**Dataset rows**.
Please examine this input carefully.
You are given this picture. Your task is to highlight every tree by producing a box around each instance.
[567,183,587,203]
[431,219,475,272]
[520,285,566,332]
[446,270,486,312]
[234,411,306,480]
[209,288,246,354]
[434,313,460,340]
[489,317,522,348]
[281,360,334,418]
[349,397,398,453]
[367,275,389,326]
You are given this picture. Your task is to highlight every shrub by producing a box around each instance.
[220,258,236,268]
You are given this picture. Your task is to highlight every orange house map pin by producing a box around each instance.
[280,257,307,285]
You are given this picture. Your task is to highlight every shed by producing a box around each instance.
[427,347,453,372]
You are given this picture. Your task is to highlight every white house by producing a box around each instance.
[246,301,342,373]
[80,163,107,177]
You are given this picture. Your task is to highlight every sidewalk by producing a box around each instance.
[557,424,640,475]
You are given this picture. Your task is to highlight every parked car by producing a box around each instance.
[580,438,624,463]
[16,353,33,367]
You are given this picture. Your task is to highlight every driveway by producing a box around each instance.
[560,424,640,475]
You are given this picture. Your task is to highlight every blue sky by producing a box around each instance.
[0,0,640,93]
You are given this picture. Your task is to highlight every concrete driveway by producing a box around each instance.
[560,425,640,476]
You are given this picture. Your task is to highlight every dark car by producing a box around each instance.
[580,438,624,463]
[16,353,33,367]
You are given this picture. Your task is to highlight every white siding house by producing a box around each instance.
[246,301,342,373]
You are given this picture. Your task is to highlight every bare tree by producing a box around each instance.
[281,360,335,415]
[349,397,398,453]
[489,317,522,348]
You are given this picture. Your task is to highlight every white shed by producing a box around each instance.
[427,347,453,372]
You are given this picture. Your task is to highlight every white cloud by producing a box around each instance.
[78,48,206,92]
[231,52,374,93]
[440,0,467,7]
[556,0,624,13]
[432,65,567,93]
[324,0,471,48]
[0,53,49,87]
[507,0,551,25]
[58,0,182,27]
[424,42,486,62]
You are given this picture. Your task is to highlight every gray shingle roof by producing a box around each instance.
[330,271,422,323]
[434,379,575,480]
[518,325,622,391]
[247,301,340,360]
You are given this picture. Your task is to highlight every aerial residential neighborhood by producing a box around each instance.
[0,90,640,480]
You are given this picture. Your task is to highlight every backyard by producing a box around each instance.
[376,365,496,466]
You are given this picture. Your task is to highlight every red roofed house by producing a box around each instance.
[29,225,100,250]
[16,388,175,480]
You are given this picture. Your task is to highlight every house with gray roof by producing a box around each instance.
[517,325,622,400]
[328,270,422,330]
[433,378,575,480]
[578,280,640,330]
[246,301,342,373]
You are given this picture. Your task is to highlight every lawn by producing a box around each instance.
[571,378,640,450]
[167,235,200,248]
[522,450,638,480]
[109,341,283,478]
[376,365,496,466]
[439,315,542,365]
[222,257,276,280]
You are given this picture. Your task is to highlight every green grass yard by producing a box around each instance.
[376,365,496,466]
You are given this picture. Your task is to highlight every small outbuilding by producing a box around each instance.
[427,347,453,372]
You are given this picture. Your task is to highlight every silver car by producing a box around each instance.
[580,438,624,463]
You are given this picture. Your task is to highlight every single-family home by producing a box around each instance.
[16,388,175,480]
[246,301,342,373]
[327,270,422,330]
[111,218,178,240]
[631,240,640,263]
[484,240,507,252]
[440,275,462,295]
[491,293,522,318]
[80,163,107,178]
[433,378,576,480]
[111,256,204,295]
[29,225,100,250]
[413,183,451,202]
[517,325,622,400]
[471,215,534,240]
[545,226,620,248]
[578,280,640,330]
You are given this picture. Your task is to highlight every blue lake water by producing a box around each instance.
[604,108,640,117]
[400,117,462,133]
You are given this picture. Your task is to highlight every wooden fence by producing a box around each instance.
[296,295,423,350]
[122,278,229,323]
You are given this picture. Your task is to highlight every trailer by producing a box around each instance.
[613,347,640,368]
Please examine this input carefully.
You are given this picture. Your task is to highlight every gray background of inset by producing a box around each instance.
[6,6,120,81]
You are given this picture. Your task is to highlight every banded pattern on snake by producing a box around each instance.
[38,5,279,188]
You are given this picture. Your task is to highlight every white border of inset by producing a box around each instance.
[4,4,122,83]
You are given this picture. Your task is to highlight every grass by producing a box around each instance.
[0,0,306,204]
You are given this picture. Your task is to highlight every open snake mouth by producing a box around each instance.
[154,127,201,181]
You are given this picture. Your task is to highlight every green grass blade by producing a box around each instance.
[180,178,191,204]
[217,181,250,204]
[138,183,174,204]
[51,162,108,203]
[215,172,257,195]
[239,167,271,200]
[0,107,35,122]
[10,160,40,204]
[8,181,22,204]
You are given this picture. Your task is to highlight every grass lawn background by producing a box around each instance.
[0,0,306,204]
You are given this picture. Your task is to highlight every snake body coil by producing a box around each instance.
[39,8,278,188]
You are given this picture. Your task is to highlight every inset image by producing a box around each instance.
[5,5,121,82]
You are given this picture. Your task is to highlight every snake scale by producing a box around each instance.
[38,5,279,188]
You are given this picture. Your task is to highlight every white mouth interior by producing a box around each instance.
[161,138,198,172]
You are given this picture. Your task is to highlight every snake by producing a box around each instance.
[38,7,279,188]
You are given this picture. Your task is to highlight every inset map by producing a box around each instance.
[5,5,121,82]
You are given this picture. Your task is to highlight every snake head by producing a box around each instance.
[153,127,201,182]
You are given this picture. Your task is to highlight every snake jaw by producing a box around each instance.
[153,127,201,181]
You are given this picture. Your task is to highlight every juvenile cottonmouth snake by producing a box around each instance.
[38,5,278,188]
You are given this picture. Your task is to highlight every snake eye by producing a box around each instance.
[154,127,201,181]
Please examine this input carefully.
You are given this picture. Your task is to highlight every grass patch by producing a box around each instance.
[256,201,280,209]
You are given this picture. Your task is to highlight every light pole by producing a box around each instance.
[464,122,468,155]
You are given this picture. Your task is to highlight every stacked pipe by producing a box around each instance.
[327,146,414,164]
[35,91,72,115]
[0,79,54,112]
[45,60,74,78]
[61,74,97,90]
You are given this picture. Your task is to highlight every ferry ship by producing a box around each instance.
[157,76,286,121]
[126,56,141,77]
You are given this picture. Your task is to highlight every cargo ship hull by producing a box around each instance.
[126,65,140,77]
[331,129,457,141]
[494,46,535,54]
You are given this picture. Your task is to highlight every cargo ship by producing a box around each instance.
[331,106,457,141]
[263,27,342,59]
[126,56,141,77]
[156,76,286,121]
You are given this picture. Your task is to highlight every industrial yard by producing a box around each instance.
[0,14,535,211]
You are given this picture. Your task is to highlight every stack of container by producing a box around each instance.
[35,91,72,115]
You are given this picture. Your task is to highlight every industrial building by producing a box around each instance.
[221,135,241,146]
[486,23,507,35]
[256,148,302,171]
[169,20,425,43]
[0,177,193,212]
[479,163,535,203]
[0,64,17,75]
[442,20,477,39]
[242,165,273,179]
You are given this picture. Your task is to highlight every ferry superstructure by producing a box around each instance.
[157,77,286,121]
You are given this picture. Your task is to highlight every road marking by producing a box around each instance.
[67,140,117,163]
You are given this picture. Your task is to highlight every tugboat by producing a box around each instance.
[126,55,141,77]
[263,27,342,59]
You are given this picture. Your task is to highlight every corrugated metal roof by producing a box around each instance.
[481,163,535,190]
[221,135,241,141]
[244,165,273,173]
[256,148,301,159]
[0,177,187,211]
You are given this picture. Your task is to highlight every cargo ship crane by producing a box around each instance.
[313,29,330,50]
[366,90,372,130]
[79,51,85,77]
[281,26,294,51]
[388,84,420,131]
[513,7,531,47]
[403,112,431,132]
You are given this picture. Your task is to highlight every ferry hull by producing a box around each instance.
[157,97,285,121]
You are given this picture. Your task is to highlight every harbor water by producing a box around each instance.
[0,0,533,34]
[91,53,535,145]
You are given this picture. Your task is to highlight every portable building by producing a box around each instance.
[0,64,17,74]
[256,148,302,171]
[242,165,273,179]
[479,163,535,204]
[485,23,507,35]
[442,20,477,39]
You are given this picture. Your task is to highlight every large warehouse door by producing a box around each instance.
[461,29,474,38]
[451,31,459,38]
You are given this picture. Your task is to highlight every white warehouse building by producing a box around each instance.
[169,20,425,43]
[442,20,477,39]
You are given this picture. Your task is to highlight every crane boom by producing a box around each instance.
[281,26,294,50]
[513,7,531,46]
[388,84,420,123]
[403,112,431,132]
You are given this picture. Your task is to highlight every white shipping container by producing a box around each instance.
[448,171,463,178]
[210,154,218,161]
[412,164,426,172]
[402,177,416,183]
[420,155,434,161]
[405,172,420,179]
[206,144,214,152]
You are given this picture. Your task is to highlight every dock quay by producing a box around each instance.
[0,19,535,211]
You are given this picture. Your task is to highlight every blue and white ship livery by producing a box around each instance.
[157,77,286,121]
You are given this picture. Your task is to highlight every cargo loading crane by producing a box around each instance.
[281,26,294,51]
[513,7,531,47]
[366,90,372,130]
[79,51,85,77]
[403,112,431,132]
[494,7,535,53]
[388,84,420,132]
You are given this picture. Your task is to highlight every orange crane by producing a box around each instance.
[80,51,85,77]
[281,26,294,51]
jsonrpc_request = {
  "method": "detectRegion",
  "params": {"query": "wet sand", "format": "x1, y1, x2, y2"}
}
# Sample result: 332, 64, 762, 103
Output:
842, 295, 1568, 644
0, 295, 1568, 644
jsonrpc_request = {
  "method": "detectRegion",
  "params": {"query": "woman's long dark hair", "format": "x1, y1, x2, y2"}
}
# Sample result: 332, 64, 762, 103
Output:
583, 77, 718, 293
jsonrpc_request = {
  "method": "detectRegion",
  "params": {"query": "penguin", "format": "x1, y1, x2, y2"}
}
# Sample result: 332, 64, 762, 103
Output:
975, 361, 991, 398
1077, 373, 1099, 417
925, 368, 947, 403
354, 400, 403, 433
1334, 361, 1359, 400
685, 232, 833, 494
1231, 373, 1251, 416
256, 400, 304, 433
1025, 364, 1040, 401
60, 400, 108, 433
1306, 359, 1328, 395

**Set task**.
Extract every line of the records that contains the string "dark", treating uppercase and lowercase letters as distinct.

**Written response**.
You are given this picture. Your task is to highlight every dark car by producing a box around each instance.
  "params": {"query": "woman's long dark hair", "format": "x1, y1, x2, y2"}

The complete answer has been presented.